§ REQUIREMENT 1: From the passage on poverty and economic growth, quote the words starting with "The error of" and going on through "of the mark.".
§ REQUIREMENT 2: Translate this sentence from the passage on poverty and economic growth into Spanish: "The error of this things-based approach arises from the fact that poverty is part of a social relationship."

§ QUOTED TEXT:
• • •

The hallmark of this theoretical paradigm is that it sees poverty removal as being dependent essentially on the achievement of a high magnitude of GDP growth rate. True, it no longer talks of an automatic “trickling down” of the effects of growth that would lift people above poverty; instead it is forced to modify its position to one where a high growth enables more effective government intervention to reduce poverty, by putting larger fiscal resources in government hands. It is also true that it no longer remains content talking of the overall GDP growth rate alone; the high rate of inflation has forced it to recognise the importance of ensuring that growth occurs in a balanced manner so that there is no excess demand for essential commodities like foodgrains, causing inflation that erodes people's living standards. Nonetheless, this paradigm, with all these caveats, focusses on the size of the bundle of goods and services available: what is the size of the basket of things available? It constitutes a “things-based” approach, that somehow the more “things” are produced the less poverty there will be, that the sheer size of the “things-basket” produced has this mysterious property of spontaneously alleviating people's misery. This is a case of what Marx called “commodity fetishism”.

The error of this things-based approach arises from the fact that poverty is part of a social relationship. An increase in the size of the things-basket, produced within a given social relationship, does not per se reduce poverty; on the contrary, depending on the social relationship, it may even increase poverty, which is what has been actually happening. The Approach Paper, indeed the entire neoliberal discourse, eschews cognition of any social relationship, which makes its entire analysis wide of the mark.

• • •

§ SUPPLIED MATERIAL:
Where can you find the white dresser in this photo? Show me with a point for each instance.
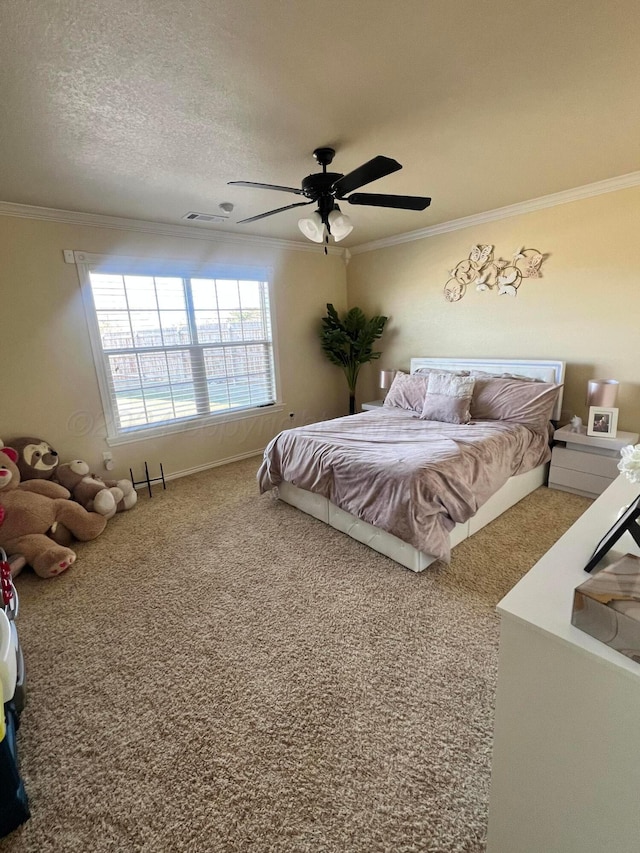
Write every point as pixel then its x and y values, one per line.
pixel 586 464
pixel 566 754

• • •

§ WRITTEN SOLUTION 1:
The error of this things-based approach arises from the fact that poverty is part of a social relationship. An increase in the size of the things-basket, produced within a given social relationship, does not per se reduce poverty; on the contrary, depending on the social relationship, it may even increase poverty, which is what has been actually happening. The Approach Paper, indeed the entire neoliberal discourse, eschews cognition of any social relationship, which makes its entire analysis wide of the mark.

§ WRITTEN SOLUTION 2: El error de este enfoque basado en las cosas surge del hecho de que la pobreza forma parte de una relación social.